■ **TEXT**:
------------------------------------------------------------------------

30. Aug. 2021 in Kunstmarkt

Gallery Kunstplass, Vanna Bowle. CHART 2021. Photo by Niklas Vindelev

Gallery Kunstplass, Vanna Bowle. 9. CHART 2021. Photo by Niklas Vindelev

Letztes Jahr fand die Kopenhagener Chart Art Fair coronabedingt auf mehrere nordische Städte verteilt statt, manches online, anderes in den Galerien nur mit lokalem Publikum. Heuer ist alles anders. Als gäbe es keine Pandemie mehr, stürmen kunsthungrige Gäste selbst aus der USA die 9. Chart Art Fair. Sicherheitsabstand? Masken? Impfpasskontrolle? Nicht nötig, in Dänemark geht man den schwedischen Weg. In den Straßen tümmeln sich die Touristen, die vielen Straßenlokale sind bestens besucht und auch auf der Chart drängeln sich die Besucher. Austragungsort der Messe ist die Kunsthal Charlottenborg, ein ehemaliges Schloss mitten im Zentrum der Stadt. Das Museum bietet Tageslicht, hohe Wände und perfektes Licht, aber auch limitierten Platz – weswegen jedes Jahr nur rund 30 Galerien teilnehmen können. Bedingung für die begehrten, exklusive Einladungen: Es muss eine nordische Galerie sein, oder wie bei der in Wien stationierten Galerie Croy Nielsen nordische Wurzeln plus nordische Kunst im Programm sein. Heuer setzt Messeleiterin Nanna Hjortenberg auf junge Galerien, Pula aus Island etwa ist 2020 gegründet worden – und verkaufte trotz Corona bestens, wie die Galeristin erzählt. Allerdings gab es in Island auch nie einen Lockdown. Neun Galerien sind erstmals dabei, je drei teilen sich in einer unübersichtlichen Dreiecksstruktur ohne Trennwände kleine Räume – was die teilweise sehr fragilen Werke trotz Eröffnungsandrang schadensfrei überlebten, sogar die riesige, an einen Hirschkäfer erinnernde Skulptur, die in dem Eck der dänischen Galerie Kunstplass von der Decke hängt. Bemalt mit Graphit auf Papier, wirkt Vanna Bowles´ fragiles Werk mächtig und bedrohlich – ein Gleichnis für den Zustand der Natur? So weit will die Künstlerin nicht gehen, aber Natur ist definitiv ihr Thema.

------------------------------------------------------------------------

■ **AUSZUG DATENSÄTZE**:
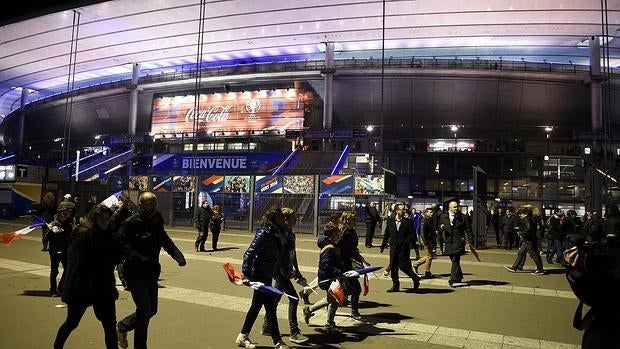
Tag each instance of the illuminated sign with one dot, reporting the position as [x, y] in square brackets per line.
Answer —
[213, 163]
[451, 145]
[263, 110]
[7, 172]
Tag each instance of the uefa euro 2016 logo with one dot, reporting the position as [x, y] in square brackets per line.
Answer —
[252, 106]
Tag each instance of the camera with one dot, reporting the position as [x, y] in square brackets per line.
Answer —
[601, 258]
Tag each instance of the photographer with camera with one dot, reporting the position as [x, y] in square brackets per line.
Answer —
[593, 272]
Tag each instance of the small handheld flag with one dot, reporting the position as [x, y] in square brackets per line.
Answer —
[236, 278]
[360, 271]
[9, 237]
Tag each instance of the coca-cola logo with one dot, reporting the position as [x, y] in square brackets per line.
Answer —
[214, 114]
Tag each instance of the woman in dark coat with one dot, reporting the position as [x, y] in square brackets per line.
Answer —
[90, 280]
[260, 263]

------------------------------------------------------------------------

■ **ARBEITSAUFTRAG 1**:
Beantworte anhand des Textes:
(a) In welchem Gebäude findet die Messe statt?
(b) Warum können jedes Jahr nur rund 30 Galerien teilnehmen?
(c) In welchem Jahr wurde die Galerie Pula gegründet?
■ **ARBEITSAUFTRAG 2**:
Wie lässt sich der Text in genau zwei Sätzen zusammenfassen?
■ **ARBEITSAUFTRAG 3**:
Welche Galerien nennt der Text namentlich?

■ **ENDGÜLTIGE ANTWORT 1**:
(a) In der Kunsthal Charlottenborg, einem ehemaligen Schloss mitten im Zentrum der Stadt.
(b) Weil das Museum nur limitierten Platz bietet.
(c) 2020.

■ **ENDGÜLTIGE ANTWORT 2**:
Anders als im Vorjahr drängen sich auf der 9. Chart Art Fair in Kopenhagen die Besucher ohne Abstand, Masken oder Impfpasskontrolle, und zwar in der Kunsthal Charlottenborg, wo wegen des begrenzten Platzes nur rund 30 Galerien mit nordischem Bezug teilnehmen können. Messeleiterin Nanna Hjortenberg setzt heuer auf junge Galerien, neun sind erstmals dabei, und auffällig ist Vanna Bowles' große, von der Decke hängende Skulptur aus Graphit auf Papier, deren Thema die Natur ist.

■ **ENDGÜLTIGE ANTWORT 3**:
- Kunstplass
- Croy Nielsen
- Pula